Extrait retenu:
«Des p'tits trous, des p'tits trous, toujours des p'tits trous ». C'est à cette pénible tâche que s'adonne frénétiquement un coléoptère scientifiquement dénommé l'Hylotrupes bajulus pour survivre... Car pour se développer, ce petit longicorne xylophage doit croquer chaque jour une quantité de bois résineux aussi importante que son propre volume ! Difficile défi qu'il ne pourrait probablement pas relever sans une collaboration extérieure et bien involontaire : la vôtre !
Apprenez en effet que le lieu de prédilection de ce capricorne se situe sous votre toit et plus précisément dans votre charpente. A l'abri des regards et des intempéries, le petit insecte noir et velu perce et excave sans relâche, rongeant ainsi secrètement par l'intérieur l'armature de votre doux logis. Des traitements chimiques stoppant cette occupation clandestine existent fort heureusement et peuvent tirer d'affaires les tristes hôtes. Mais la liberté a un coût que tout propriétaire n'est pas prêt à supporter.
C'est pour cette raison que les hauts magistrats de la Cour de cassation ont été appelés à se pencher sur les ravages de l'Hylotrupes bajulus, vulgairement dénommé capricorne des maisons.
Une aimable dame décida un jour d'acquérir un chalet de bois. Elle paya le prix de l'habitation à l'entrepreneur qui l'avait construite. Quelque temps après son acquisition, elle constata la présence de capricornes xylophages dans les bois de sa nouvelle demeure. Souhaitant obtenir réparation du préjudice causé par les longicornes, la propriétaire assigna l'entrepreneur et son assureur en garantie décennale.

Données:
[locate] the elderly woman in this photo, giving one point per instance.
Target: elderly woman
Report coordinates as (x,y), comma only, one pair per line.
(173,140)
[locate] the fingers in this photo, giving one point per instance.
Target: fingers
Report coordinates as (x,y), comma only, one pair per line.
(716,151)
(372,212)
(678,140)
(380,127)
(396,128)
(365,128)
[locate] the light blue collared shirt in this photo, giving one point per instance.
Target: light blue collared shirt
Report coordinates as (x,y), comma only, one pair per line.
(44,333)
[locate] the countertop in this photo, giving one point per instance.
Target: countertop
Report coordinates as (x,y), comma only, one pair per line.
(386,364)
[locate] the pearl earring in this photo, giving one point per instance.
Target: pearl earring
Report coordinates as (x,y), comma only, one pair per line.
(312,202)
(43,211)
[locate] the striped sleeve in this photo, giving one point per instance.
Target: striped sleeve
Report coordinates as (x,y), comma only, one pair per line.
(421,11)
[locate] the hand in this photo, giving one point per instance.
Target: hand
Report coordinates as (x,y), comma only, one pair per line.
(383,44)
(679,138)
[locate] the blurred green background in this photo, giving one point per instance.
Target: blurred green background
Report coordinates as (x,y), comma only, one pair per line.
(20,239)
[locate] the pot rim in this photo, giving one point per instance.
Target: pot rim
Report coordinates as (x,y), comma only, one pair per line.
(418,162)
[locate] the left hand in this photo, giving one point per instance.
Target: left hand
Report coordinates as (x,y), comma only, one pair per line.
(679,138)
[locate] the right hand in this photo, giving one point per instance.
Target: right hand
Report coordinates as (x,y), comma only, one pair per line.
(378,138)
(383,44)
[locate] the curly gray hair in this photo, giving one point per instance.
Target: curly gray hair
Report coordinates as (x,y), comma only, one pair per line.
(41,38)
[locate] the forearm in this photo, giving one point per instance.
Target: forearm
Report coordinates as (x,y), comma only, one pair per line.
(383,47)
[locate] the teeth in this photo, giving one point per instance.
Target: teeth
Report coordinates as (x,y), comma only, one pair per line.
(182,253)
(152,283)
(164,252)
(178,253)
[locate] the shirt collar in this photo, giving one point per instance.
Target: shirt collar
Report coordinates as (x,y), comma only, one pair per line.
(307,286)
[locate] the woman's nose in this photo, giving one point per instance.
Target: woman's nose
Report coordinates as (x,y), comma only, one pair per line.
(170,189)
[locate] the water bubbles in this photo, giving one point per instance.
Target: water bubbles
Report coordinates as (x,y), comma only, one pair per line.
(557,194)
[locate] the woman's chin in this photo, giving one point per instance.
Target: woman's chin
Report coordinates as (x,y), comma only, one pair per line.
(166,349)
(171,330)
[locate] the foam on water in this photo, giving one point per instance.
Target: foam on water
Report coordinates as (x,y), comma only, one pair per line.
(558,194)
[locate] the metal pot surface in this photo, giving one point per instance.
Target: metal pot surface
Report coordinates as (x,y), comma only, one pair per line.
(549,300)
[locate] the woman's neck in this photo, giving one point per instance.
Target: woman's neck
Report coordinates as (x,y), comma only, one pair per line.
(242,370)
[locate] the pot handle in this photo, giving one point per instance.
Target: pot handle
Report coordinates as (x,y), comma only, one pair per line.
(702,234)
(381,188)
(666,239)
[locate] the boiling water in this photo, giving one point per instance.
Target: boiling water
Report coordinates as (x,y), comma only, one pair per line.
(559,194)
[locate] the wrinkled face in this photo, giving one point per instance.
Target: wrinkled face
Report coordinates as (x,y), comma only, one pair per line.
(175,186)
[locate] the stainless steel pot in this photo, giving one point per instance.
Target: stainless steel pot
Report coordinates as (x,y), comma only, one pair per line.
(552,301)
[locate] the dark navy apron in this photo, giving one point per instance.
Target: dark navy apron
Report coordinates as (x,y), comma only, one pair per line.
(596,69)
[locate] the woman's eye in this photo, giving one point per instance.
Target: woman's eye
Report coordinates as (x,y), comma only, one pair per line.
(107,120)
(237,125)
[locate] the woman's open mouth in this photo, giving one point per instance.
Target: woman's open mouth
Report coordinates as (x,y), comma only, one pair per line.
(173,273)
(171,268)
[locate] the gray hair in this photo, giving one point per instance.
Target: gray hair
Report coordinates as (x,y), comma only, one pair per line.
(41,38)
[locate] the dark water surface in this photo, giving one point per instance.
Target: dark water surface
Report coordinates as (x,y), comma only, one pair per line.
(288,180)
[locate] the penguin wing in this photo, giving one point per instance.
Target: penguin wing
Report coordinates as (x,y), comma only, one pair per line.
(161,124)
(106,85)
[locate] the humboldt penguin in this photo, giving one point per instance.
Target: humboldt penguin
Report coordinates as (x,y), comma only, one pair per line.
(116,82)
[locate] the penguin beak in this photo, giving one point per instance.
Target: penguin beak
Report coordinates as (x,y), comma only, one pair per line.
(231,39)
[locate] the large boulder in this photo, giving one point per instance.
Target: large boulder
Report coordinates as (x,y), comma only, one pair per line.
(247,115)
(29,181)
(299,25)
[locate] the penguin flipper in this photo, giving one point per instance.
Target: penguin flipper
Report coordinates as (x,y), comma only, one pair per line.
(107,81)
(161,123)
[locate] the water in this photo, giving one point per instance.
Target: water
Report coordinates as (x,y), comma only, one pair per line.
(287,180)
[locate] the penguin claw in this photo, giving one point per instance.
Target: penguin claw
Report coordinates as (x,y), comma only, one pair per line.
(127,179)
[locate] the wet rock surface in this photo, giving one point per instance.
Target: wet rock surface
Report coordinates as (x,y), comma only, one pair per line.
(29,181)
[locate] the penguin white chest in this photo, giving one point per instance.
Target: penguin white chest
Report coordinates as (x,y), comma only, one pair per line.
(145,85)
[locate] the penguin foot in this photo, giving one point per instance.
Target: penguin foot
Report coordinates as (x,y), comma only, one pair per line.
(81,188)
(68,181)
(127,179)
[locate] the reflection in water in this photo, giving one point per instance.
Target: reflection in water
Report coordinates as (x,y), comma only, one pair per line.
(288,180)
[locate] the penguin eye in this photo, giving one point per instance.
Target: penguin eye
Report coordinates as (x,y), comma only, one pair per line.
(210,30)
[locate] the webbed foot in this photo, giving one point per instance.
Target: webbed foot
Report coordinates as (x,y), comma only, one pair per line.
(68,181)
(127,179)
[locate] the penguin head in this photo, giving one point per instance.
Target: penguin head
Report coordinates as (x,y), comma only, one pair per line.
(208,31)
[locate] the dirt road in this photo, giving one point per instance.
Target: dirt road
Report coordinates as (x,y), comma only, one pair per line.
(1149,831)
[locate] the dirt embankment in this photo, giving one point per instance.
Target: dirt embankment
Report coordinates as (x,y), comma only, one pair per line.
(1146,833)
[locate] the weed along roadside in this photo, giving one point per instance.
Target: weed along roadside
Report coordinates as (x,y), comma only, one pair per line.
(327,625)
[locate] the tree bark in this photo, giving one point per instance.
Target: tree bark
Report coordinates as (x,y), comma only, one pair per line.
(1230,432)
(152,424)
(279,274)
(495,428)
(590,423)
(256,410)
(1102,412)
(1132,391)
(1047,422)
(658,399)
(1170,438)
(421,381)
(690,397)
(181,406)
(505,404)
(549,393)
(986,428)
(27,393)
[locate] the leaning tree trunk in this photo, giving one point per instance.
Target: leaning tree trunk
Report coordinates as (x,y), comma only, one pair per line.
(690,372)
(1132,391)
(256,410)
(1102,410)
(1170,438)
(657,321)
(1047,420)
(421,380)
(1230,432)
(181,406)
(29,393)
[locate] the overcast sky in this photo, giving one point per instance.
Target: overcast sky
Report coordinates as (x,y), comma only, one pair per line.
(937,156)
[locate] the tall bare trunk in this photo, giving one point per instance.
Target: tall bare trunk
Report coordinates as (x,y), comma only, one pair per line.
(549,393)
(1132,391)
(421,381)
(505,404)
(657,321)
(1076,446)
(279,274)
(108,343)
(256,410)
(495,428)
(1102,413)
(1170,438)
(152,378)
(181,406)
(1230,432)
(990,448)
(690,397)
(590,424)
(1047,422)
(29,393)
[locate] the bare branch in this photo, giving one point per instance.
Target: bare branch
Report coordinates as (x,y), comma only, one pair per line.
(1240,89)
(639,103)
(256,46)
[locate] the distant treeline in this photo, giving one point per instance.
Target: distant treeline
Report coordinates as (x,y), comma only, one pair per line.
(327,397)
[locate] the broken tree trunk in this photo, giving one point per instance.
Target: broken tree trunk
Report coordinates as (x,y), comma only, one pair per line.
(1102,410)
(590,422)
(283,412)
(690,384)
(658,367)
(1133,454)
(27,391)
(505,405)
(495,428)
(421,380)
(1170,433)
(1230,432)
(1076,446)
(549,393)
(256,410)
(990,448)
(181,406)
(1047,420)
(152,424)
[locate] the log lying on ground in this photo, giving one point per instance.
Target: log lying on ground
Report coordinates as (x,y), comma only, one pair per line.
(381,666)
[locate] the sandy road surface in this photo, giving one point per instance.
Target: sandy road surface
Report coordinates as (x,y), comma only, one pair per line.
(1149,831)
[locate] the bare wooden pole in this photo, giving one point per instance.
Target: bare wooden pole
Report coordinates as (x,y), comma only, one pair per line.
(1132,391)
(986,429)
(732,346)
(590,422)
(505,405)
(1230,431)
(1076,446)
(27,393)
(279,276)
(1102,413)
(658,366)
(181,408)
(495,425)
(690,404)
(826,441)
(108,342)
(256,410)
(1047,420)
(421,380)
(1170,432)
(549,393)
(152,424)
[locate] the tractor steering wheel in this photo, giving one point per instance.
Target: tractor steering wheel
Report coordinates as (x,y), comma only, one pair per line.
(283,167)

Énoncé 1: Traduisez en anglais la phrase suivante de l'extrait retenu : « Elle paya le prix de l'habitation à l'entrepreneur qui l'avait construite. »
Énoncé 2: D'après l'extrait retenu, quel bois le petit longicorne doit-il croquer chaque jour pour se développer, et en quelle quantité ?

Corrigé 1: She paid the price of the house to the contractor who had built it.

Corrigé 2: Du bois résineux, en quantité aussi importante que son propre volume.